*** Supplied data Section Begins ***

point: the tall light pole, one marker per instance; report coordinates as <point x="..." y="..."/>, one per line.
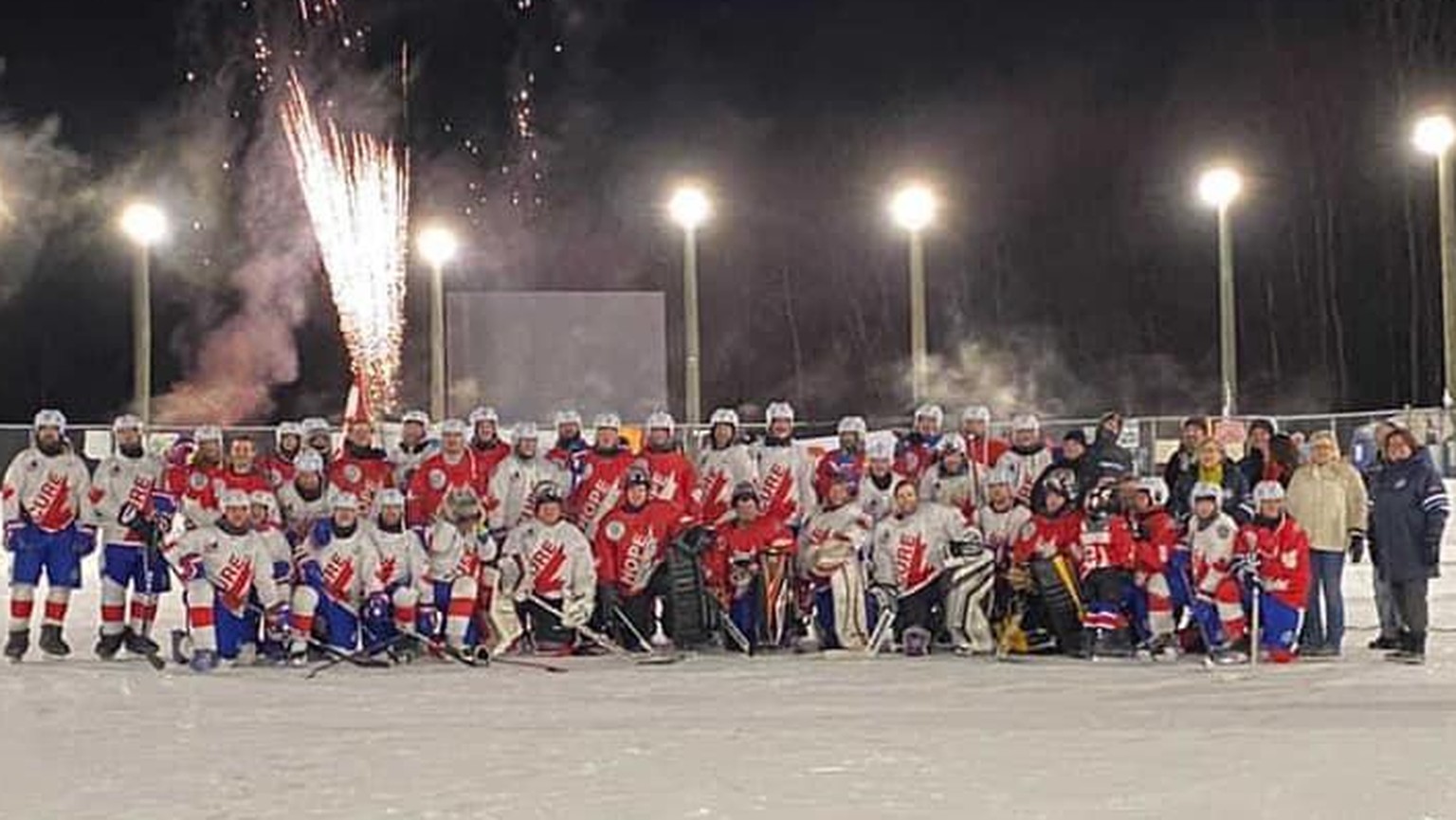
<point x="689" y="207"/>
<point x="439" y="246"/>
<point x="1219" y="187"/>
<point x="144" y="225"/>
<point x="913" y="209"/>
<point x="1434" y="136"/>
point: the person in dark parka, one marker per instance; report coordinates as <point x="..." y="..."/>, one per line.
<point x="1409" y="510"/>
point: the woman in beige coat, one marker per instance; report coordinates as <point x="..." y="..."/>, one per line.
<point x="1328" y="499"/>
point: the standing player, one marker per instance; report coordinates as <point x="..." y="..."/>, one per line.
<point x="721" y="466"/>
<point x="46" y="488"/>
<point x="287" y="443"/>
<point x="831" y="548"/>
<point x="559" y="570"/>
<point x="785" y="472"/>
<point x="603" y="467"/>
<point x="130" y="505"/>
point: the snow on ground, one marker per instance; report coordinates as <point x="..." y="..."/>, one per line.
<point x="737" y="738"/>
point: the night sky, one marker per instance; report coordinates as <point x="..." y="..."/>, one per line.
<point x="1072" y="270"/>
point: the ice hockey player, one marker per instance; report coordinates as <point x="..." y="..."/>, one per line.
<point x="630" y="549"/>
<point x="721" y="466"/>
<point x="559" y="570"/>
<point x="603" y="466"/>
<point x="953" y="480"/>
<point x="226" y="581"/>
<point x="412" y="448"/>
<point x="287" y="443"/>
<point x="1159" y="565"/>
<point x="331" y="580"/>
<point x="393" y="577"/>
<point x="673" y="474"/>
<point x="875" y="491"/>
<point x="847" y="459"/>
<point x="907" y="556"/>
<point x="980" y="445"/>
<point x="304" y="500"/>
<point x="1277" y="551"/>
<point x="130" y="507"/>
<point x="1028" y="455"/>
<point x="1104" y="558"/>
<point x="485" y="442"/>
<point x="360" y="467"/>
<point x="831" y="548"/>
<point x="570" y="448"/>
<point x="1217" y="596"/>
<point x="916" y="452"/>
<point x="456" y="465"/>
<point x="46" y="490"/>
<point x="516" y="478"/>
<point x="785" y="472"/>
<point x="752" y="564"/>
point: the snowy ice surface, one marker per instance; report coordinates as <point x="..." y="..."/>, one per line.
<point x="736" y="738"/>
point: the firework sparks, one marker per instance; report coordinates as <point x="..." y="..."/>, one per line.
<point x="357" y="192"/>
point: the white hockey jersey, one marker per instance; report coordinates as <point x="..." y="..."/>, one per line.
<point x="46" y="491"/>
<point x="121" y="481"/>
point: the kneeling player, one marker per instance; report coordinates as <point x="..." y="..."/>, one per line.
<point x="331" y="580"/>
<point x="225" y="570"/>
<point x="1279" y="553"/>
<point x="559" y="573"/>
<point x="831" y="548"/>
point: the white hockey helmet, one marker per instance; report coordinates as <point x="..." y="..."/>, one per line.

*** Supplied data Section Ends ***

• [Your goal]
What are the lines from the one containing "point: the kneeling" through the end of the material? Reproduce them exactly, both ends included, with nothing added.

• [Reply]
point: the kneeling player, one marker per instance; report coordinates as <point x="..." y="..."/>, one per line.
<point x="331" y="580"/>
<point x="225" y="570"/>
<point x="1279" y="553"/>
<point x="559" y="573"/>
<point x="831" y="548"/>
point: the white hockey helmet, one marker per instance; report coordinates as <point x="..." y="..."/>, one per line.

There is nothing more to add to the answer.